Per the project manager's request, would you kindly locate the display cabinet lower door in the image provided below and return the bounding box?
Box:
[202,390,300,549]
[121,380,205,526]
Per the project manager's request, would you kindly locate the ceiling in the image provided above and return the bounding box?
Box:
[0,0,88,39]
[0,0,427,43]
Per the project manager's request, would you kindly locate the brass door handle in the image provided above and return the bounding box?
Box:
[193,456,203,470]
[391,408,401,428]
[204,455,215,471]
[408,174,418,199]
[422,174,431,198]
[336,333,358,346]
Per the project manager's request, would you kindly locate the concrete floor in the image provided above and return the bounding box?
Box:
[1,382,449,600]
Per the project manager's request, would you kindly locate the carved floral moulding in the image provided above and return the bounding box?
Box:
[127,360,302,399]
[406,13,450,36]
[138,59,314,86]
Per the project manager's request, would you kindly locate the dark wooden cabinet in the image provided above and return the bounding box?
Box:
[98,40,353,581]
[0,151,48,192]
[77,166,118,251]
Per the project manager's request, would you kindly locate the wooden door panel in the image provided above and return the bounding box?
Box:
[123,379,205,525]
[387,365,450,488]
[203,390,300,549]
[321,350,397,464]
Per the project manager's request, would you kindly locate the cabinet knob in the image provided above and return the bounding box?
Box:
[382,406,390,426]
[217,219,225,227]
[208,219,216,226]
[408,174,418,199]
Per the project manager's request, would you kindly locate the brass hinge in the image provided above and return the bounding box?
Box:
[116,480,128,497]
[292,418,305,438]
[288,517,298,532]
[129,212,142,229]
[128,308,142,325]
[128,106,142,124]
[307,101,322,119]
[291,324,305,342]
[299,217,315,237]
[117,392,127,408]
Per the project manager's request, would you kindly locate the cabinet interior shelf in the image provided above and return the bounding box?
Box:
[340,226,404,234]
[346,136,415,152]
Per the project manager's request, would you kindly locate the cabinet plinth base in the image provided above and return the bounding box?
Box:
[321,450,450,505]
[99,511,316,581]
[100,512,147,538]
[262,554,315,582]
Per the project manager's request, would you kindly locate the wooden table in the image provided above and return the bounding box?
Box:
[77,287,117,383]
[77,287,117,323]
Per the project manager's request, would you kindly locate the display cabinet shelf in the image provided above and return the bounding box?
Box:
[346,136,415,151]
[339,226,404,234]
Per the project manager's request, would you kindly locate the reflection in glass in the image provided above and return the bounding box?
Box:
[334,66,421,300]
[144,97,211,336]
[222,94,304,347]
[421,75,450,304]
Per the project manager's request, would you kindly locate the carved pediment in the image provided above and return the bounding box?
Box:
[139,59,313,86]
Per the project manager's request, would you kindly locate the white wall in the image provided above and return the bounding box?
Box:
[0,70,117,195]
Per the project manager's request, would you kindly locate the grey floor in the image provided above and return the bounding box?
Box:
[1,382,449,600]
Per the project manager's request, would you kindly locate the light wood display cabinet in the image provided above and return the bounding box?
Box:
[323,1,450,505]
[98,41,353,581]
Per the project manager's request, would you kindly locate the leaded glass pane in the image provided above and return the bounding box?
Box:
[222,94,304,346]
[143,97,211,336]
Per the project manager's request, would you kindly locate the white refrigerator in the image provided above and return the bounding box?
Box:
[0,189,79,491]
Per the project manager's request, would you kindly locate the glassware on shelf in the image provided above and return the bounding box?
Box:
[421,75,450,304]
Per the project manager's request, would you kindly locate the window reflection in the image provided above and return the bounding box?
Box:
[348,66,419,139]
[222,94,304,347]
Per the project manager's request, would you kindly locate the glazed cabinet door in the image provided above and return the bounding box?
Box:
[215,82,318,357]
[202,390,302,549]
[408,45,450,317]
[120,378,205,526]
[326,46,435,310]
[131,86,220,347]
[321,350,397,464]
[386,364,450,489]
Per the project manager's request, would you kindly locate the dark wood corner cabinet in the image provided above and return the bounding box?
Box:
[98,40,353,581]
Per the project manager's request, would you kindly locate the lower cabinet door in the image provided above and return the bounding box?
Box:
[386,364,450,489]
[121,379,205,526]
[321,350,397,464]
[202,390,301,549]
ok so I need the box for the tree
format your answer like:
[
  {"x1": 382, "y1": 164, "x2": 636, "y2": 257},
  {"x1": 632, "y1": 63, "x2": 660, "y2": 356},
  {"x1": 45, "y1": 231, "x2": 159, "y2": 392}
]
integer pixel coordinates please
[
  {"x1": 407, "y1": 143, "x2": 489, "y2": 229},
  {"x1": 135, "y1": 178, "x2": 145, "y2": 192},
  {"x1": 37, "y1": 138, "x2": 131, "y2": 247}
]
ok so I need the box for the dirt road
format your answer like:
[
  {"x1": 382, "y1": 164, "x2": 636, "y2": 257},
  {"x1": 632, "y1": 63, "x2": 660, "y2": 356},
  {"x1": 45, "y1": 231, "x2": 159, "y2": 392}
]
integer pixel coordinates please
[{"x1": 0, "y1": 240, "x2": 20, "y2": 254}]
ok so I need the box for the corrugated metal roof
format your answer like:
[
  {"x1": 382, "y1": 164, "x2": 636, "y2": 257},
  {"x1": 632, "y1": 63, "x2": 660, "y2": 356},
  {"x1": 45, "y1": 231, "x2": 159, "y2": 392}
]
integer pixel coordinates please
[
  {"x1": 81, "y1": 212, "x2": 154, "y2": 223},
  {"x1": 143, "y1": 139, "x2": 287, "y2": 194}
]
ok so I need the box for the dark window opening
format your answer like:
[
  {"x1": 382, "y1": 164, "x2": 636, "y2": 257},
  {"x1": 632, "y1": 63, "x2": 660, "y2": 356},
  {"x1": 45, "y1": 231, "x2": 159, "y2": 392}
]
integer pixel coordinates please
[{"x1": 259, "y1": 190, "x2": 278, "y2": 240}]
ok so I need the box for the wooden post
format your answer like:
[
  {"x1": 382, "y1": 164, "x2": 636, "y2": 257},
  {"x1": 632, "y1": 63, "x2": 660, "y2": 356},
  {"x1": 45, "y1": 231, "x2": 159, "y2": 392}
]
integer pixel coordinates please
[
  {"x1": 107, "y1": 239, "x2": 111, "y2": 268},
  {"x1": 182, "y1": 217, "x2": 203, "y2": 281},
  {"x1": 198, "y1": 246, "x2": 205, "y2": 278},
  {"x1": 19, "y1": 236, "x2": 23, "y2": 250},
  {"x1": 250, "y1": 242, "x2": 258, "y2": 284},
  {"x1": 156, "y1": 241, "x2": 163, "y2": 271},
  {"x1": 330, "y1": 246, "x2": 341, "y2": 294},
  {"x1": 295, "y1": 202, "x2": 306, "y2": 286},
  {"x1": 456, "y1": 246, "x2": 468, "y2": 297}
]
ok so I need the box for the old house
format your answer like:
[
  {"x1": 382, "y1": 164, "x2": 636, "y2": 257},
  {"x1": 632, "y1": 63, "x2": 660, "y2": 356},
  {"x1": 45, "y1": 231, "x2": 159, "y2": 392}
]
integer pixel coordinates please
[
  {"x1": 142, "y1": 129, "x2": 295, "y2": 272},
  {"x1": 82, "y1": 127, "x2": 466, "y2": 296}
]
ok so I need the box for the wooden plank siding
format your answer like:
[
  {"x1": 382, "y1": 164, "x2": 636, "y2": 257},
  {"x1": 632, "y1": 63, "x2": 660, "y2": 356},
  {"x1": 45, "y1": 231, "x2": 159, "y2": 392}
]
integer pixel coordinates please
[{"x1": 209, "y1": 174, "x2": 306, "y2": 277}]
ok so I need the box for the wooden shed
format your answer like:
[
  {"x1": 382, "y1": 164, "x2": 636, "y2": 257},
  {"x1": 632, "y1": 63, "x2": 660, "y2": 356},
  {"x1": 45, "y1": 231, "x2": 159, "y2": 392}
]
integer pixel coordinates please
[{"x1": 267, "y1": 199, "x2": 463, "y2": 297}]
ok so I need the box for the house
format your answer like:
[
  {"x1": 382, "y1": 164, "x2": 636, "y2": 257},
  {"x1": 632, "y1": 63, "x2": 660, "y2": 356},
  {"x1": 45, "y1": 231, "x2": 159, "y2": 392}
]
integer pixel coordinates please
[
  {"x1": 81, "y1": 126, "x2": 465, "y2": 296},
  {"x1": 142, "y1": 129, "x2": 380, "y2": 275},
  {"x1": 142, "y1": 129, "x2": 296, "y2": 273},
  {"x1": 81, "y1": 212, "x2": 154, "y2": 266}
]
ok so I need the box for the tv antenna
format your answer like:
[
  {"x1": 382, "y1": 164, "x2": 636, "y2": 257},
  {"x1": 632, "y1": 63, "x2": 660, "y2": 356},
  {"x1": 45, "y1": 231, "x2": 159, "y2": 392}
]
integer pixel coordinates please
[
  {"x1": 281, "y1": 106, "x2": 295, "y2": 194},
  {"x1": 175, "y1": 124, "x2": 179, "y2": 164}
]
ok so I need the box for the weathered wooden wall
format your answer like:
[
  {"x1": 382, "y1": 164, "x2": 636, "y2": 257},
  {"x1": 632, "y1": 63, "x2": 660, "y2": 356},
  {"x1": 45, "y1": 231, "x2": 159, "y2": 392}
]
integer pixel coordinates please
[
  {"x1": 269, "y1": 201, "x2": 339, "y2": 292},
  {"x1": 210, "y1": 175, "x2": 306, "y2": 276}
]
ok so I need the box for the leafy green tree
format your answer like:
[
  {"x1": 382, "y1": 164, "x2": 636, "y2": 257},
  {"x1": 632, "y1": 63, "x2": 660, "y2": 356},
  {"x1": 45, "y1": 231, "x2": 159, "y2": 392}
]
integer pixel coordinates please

The problem — Retype exactly, and only, the lines from the line holding "ok so I need the box for the leafy green tree" through the last line of the data; both of those lines count.

Completed task —
ok so I need the box for the leafy green tree
format your answer like:
[
  {"x1": 382, "y1": 164, "x2": 636, "y2": 257},
  {"x1": 632, "y1": 63, "x2": 660, "y2": 356},
  {"x1": 45, "y1": 231, "x2": 159, "y2": 392}
]
integer pixel coordinates please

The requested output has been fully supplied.